MATH2349 Data Wrangling

Required packages

The following are the packages used for this assignment. They fulfill the minimum requirement #10

library(readr)
library(dplyr)

## 
## Attaching package: 'dplyr'

## The following objects are masked from 'package:stats':
## 
##     filter, lag

## The following objects are masked from 'package:base':
## 
##     intersect, setdiff, setequal, union

library(tidyr)
library(car)

## Warning: package 'car' was built under R version 4.0.3

## Loading required package: carData

## 
## Attaching package: 'car'

## The following object is masked from 'package:dplyr':
## 
##     recode

Executive Summary

A brief summary of what I have done throughout the various steps in pre-processing is given below:
-> Two raw datasets - Literacy rates(2011) and national census data(2011).
-> Filtering, renaming and variable additions were done for both the datasets as explained in each section.
-> The two datasets were merged through left_join().
-> Used str() and summary() on the dataset to inspect datatypes.
-> Datatypes for some variables were converted into factors.
-> The untidy dataset was converted into a tidy one by using the gather() function.
-> Used mutate() to create a new variable from the existing ones.
-> The whole dataset was scanned for missing and/or special values as described in that particular section.
-> The dataset was also scanned for outliers using the boxplot() method and dealt with accordingly.
-> Finally, data transformations were brought about by using Centering and Scaling techniques to convert a distribution into a normal one and also to achieve a better understanding of the variables.

Data

For this assignment, I chose to work with the literacy rates in India for each state. The primary dataset containing the literacy rates was taken from here, Kaggle - GOI Literacy Rate. It was read into the dataframe goi using the read_csv function from the readr package and it is displayed. There are 8 variables in the dataset - the category variable describes whether the observation is a state or a union territory. The next variable specifies the name of the state/union territory. The remaining 6 variables denote the total, rural and urban literacy rates for two years - 2001 and 2011 respectively.

goi <- read_csv("GOI.csv")

## Parsed with column specification:
## cols(
##   Category = col_character(),
##   `Country/ States/ Union Territories Name` = col_character(),
##   `Literacy Rate (Persons) - Total - 2001` = col_double(),
##   `Literacy Rate (Persons) - Total - 2011` = col_double(),
##   `Literacy Rate (Persons) - Rural - 2001` = col_double(),
##   `Literacy Rate (Persons) - Rural - 2011` = col_double(),
##   `Literacy Rate (Persons) - Urban - 2001` = col_double(),
##   `Literacy Rate (Persons) - Urban - 2011` = col_double()
## )

head(goi)

The first observation which consists of data for the country as a whole is removed since we are working with only the states. The name of the second column is also changed for better readability.

goi <- goi[-1,]
colnames(goi)[2] <- "State/UnionTerritory"

We want only the recent observations which are more accurate and thus we choose only the variables with literacy rates for the year 2011 and not the year 2001. We use the select function from the package dplyr to choose only the required variables and assign it to a new dataframe.

_Problem details_
Name every R package that the data wrangling text loads with a library() call.

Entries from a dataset
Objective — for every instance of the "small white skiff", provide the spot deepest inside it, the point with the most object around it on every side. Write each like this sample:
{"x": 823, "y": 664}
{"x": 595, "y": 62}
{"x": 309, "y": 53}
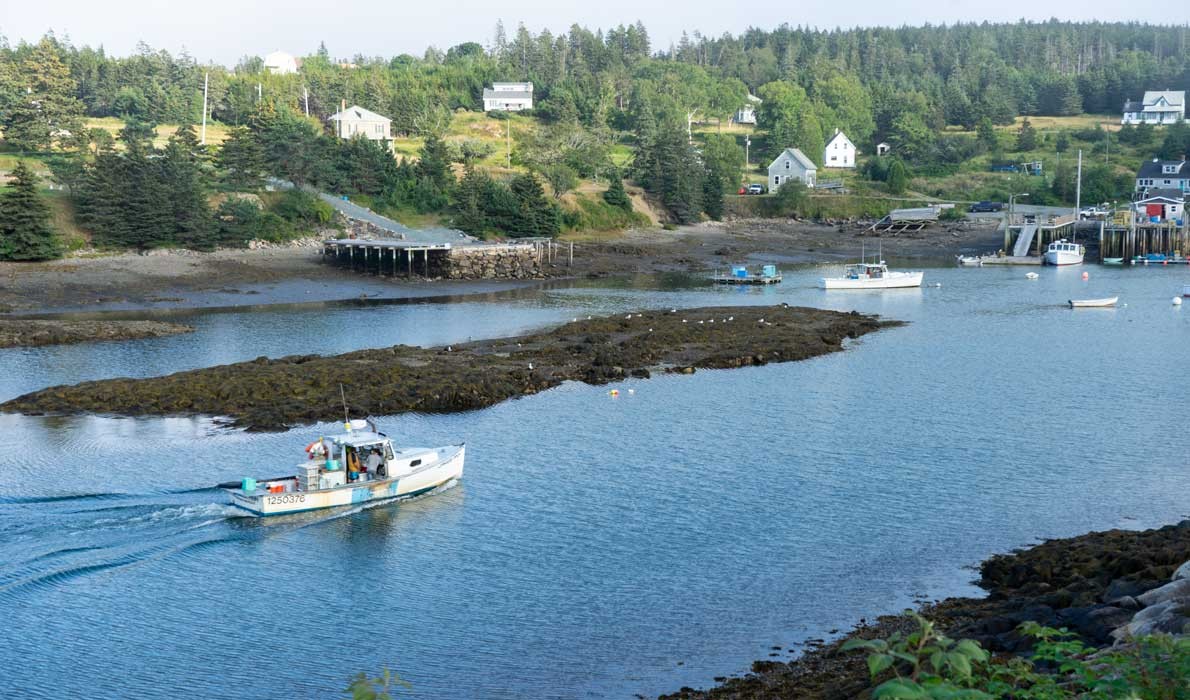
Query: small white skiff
{"x": 1093, "y": 302}
{"x": 871, "y": 276}
{"x": 356, "y": 467}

_Finished exercise_
readr, dplyr, tidyr, car